** START OF TEXT TO READ **

You could always put in an exhaust fan. If you wanted to get really fancy you could run it on a cheap WH8040 humidity controller.


----------



## -Peter (Nov 19, 2013)

Good for Boyd's


----------



## Pythoninfinite (Nov 19, 2013)

squidlinc said:


> Thanks Jamie, I'll definitely consider what you've said bit would you mind answering a few questions? The size of pond that I'm envisioning is approximately 20cmx20cm at most and not very deep. The deepest part would be around 7cm to fit the pump. The water that will flowing into it will only be travelling about 20cm and will be no more than a trickle.
> 
> I don't really understand why this would create so much humidity in such a large area, especially since many enclosures would have relatively similar ratios if water to land, just with water bowls and soaking spots during shedding. Is it the running water? I guess that would release more moisture into the air but would a small trickle be enough to fill the whole enclosure? It's a tv cabinet, so it's 2ft deep and also about 1.5 high. The pond will be set down in the right hand corner and boxed in by a cub board section that takes up the lower middle of the enclosure.
> 
> ...



From what you say there it sounds as though it should be OK. I've seen some "waterfalls" which are basically torrents, but the small surface area of the pond and the trickle you want in an enclosure that size sounds fine to me. (I was envisioning a huge waterfall with vast amounts of water everywhere, which some ambitious keepers seem to think are just the bees knees for GTPs etc ).

I'd say go for it at this stage!

Jamie


----------



## squidlinc (Nov 19, 2013)

Yes! Haha, when I get these ideas I find it hard to let go  I'll keep the humidity in mind as I'm building it and can always look at the exhaust fan suggested above if it is to humid when I run the system to test it. 
Now to actually attempt to make the thing... 
Thank you! 


Sent from my iPhone using Tapatalk - now Free


----------



## Rogue5861 (Nov 29, 2013)

squidlinc said:


> Yes! Haha, when I get these ideas I find it hard to let go  I'll keep the humidity in mind as I'm building it and can always look at the exhaust fan suggested above if it is to humid when I run the system to test it.
> Now to actually attempt to make the thing...
> Thank you!
> 
> ...



A 4" ceiling speaker vent and a 120mm high flow 12v pc fan will remove excess heat/moisture. I use a couple in enclosures and they work well, my house ac is hopeless so more flow through my enclosures cause the cooler air to enter and keep temps lower.


Rick


----------

** END OF TEXT TO READ **
** START OF MATERIAL **

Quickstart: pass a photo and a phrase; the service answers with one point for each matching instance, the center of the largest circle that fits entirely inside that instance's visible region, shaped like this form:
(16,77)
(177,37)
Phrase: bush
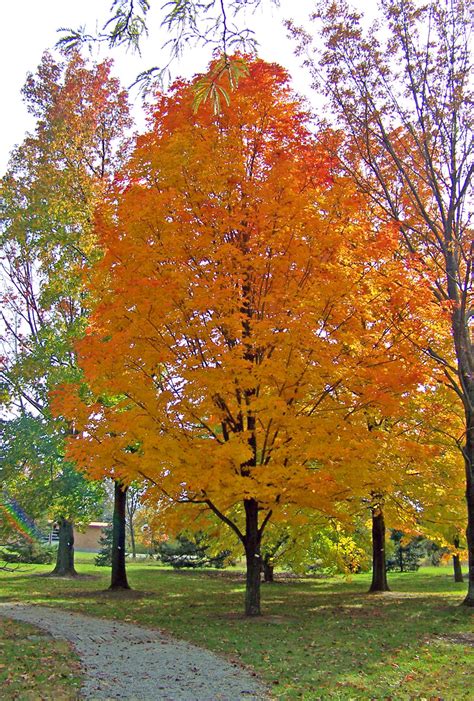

** END OF MATERIAL **

WORK TO BE COMPLETED:
Please return the part of the enclosure pond thread that opens with the words containing "You could always" and closes with "-Peter (Nov 19, 2013)", copied word for word. Work only from the thread, not the listing.

ANSWER TO THIS TASK:
You could always put in an exhaust fan. If you wanted to get really fancy you could run it on a cheap WH8040 humidity controller.


----------



## -Peter (Nov 19, 2013)